## Исходный текст
------

Его отец, комсомолец ленинского призыва, осиротел в пятнадцать лет, став единственным кормильцем семерых братьев и сестер. Служил в ЧОНе, трудился дорожным рабочим, телефонистом. В шестнадцать его, активиста, избрали комсомольским завэкономправом, наделив полномочиями официально решать проблемы сверстников. В двадцать — председателем завкома химзавода. После Алексей Солоницын работал корреспондентом и ответственным секретарем «Горьковской правды»…
В том же сундуке хранились записки покойного мужа бабани Кузьмы Ивакина, повествующие о явлении ему Николая Чудотворца: в первый раз — на небе с Богородицей, а потом (цитата) «явился мне навстречу и просится к нам на квартиру. И смотрит мне в глаза. И вид его показался, как на иконе».
«После того он стал принимать к себе всех, кто подвергался опасности, — будь то хоть красные, хоть белые, хоть анархисты, — добавила собственных воспоминаний бабаня. — Спасал всех без разбора, и потому и его не один раз спасали».
В 1936 году знаменитый дядюшка сыграл в картине Ефима Дзигана «Мы из Кронштадта» красноармейца, лихо закуривавшего самокрутку на трофейном броневике. На семейном иконостасе бабани рядом с фото сына-артиста в свое время поместилась карточка ее прославленного племянника, политрука Панфиловской дивизии Василия Клочкова.
Их артистически одаренный внук и правнук тоже проявлял самоотверженность, причем с самых юных лет. Однажды, купаясь в буйной, еще не загроможденной плотинами Волге, Отто-Анатолий, рискуя жизнью, спас тонувшего братишку. «Юность, проведенная на заводской окраине, оставила умение постоять за себя, — вспоминал много лет спустя спасенный брат. — Несмотря на худобу, он отличался большой физической силой, и, когда однажды ночью на него напали на пустынной улице двое грабителей, он справился с ними без посторонней помощи. Но в обычной жизни был чрезвычайно ранимым, наивным и искренним человеком».
Не брали потому, что «не подходил под колодку типажей, которые тогда были в моде, — пояснял младший брат Алексей Алексеевич. — Герой-любовник? Нет. Простак? Что-то как будто есть — умеет быть естественным, даже смешным. Но этот нос, это удлиненное бледное лицо… нет, какой там простак. Неврастеник? Пожалуй. Но это амплуа изжило себя. Да и глаза… Запавшие какие-то. Без сомнения, способен, но нам не подойдет!».
С первого курса Анатолий стал любимым учеником корифеев уральской сцены — трагика Бориса Ильина и Константина Максимова (тот задушевно играл маленьких людей, страдальцев). Позже Борис Федорович уступит любимцу главную роль — Ивана Петровича в «Униженных и оскорбленных».
Вдумчивой подачей Солоницын покорил свердловского (в то время) телережиссера Глеба Панфилова, у которого сыграл в двадцатиминутной кинодраме «Дело Курта Клаузевица». Создатель этой и других телевизионных короткометражек скоро поступил во ВГИК. Тяготившийся маленькими ролями Анатолий тоже стремился в столицу. В 1968-м ему попался в руки журнал «Искусство кино» со сценарием, определившим его участь. «В Москву я все-таки слетаю… Будь что будет!» — решил он.

------

## Приведенные данные
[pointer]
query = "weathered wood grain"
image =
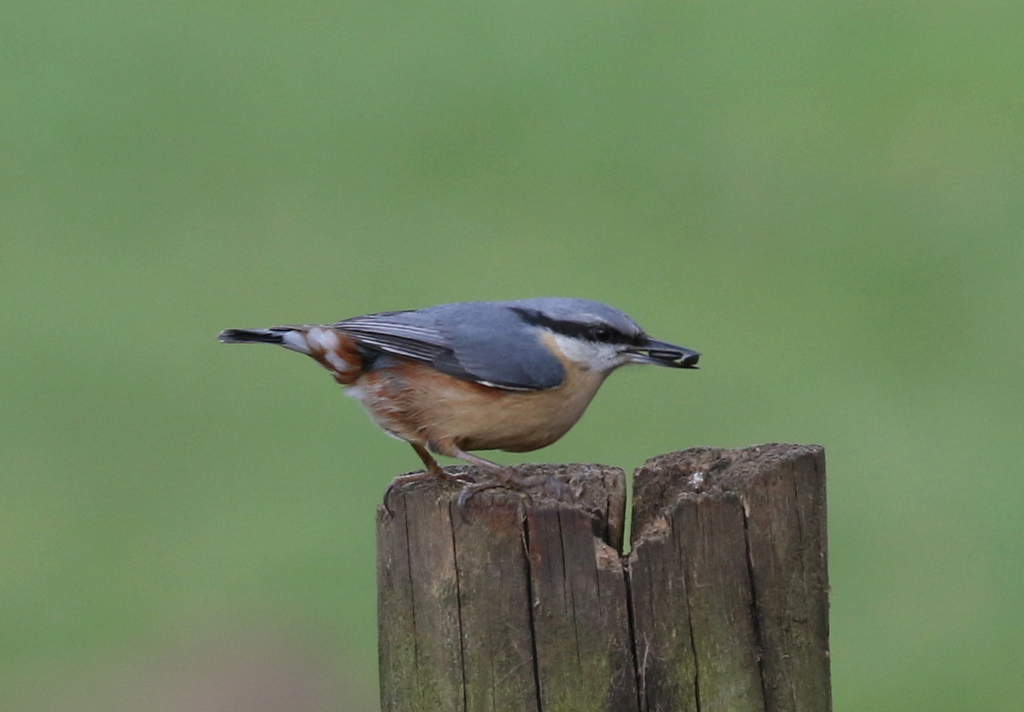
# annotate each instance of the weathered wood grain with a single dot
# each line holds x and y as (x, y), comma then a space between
(528, 604)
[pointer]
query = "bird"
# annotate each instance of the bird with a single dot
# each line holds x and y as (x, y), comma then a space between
(475, 375)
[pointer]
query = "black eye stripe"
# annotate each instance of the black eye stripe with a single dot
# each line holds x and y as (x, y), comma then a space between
(603, 333)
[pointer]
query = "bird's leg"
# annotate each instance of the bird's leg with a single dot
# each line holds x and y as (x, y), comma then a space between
(503, 476)
(433, 471)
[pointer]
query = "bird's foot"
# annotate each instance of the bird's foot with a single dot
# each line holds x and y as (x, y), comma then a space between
(508, 478)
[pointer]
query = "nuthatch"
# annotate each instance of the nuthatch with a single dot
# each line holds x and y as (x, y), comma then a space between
(476, 375)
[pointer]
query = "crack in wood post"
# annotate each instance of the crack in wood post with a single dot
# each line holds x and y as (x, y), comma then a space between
(530, 606)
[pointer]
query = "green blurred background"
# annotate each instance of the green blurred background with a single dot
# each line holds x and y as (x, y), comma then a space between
(823, 198)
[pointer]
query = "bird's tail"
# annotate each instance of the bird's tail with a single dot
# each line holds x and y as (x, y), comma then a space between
(289, 337)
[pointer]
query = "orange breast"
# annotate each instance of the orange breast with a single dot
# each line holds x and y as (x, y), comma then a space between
(421, 405)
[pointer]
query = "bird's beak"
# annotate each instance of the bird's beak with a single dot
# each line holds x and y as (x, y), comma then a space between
(662, 353)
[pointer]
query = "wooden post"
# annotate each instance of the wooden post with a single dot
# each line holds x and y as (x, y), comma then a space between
(529, 604)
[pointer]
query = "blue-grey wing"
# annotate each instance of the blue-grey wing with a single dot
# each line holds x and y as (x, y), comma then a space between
(483, 342)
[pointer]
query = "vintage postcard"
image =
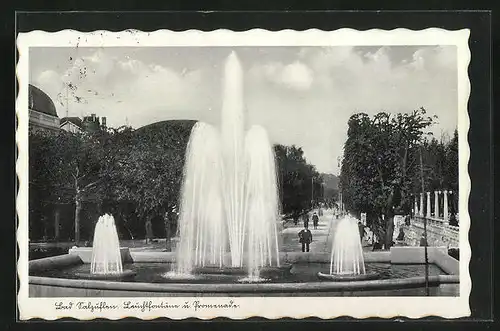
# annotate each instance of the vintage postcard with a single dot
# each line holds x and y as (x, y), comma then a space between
(241, 174)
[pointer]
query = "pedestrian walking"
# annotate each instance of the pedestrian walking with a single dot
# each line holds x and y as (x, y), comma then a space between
(306, 220)
(305, 238)
(315, 220)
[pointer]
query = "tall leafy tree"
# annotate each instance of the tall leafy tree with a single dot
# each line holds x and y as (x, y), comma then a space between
(298, 180)
(151, 173)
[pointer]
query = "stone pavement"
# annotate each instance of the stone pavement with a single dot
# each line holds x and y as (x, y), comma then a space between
(322, 236)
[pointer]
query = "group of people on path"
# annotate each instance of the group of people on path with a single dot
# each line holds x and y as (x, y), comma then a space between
(305, 235)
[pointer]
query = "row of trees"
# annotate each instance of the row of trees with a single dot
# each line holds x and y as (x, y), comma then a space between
(390, 158)
(134, 174)
(298, 181)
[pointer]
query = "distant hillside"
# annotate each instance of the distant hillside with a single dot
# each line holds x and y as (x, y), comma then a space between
(331, 181)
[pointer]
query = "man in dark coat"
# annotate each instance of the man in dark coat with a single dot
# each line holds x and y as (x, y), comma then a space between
(315, 220)
(305, 238)
(306, 220)
(361, 228)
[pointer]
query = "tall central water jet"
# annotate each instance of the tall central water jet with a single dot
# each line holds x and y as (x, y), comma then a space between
(229, 198)
(232, 127)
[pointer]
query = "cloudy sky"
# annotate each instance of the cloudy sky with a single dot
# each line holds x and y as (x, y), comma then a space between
(301, 95)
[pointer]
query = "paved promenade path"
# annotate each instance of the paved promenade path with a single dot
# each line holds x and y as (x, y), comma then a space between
(322, 236)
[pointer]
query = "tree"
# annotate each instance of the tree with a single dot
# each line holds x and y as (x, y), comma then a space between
(378, 167)
(68, 168)
(151, 173)
(297, 180)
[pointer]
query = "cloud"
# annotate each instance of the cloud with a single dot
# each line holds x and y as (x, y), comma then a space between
(349, 80)
(125, 88)
(295, 76)
(302, 96)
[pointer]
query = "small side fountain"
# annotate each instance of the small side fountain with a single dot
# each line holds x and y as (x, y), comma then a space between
(106, 257)
(347, 262)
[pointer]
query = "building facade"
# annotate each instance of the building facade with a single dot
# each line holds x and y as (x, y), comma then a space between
(42, 111)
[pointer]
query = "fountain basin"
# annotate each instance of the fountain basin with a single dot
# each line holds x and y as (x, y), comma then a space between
(348, 278)
(403, 280)
(126, 274)
(242, 271)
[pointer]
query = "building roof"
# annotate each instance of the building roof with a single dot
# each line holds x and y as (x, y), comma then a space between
(40, 101)
(75, 120)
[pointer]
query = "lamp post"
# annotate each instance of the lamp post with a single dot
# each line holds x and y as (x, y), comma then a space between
(426, 256)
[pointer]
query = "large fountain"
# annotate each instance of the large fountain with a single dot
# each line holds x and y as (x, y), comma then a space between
(228, 235)
(229, 205)
(347, 262)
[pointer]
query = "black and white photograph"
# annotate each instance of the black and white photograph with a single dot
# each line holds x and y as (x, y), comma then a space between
(238, 174)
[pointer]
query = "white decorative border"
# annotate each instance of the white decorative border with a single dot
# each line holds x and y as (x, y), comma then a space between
(268, 307)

------

## Задания к работе
- 1) Ответьте по исходному тексту на три вопроса:
(a) Кем избрали отца в двадцать лет?
(b) Какую роль Борис Федорович уступит любимцу?
(c) В каком году Анатолию попался журнал «Искусство кино» со сценарием?
- 2) Опираясь на исходный текст, объясните в одном–трех предложениях, почему Анатолия не брали, по словам младшего брата Алексея Алексеевича.
- 3) Перепишите фрагмент исходного текста, начиная с "В 1936 году" и заканчивая "дивизии Василия Клочкова.", переименовав "Мы из Кронштадта" в "Мы из Петрограда".

## Список решений
- 1)
(a) Председателем завкома химзавода.
(b) Главную роль, Ивана Петровича в «Униженных и оскорбленных».
(c) В 1968 году.

- 2) Он не подходил под типажи, которые тогда были в моде. На героя-любовника он не годился, для простака мешали нос и удлиненное бледное лицо, а амплуа неврастеника уже изжило себя. Вдобавок глаза у него были запавшие.

- 3)
В 1936 году знаменитый дядюшка сыграл в картине Ефима Дзигана «Мы из Петрограда» красноармейца, лихо закуривавшего самокрутку на трофейном броневике. На семейном иконостасе бабани рядом с фото сына-артиста в свое время поместилась карточка ее прославленного племянника, политрука Панфиловской дивизии Василия Клочкова.